(Excerpts from point annotation data)
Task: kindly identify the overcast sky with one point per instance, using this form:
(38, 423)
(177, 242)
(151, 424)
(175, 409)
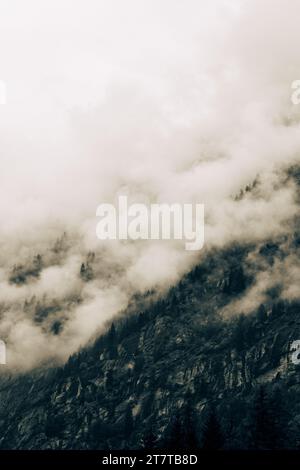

**PROBLEM:**
Recast the lines of the rows above as a numbered list, leaving out blank lines and the pictures.

**SOLUTION:**
1. Task: kindly identify the overcast sky with one point per instance, using this form:
2. (38, 423)
3. (177, 242)
4. (151, 424)
5. (175, 409)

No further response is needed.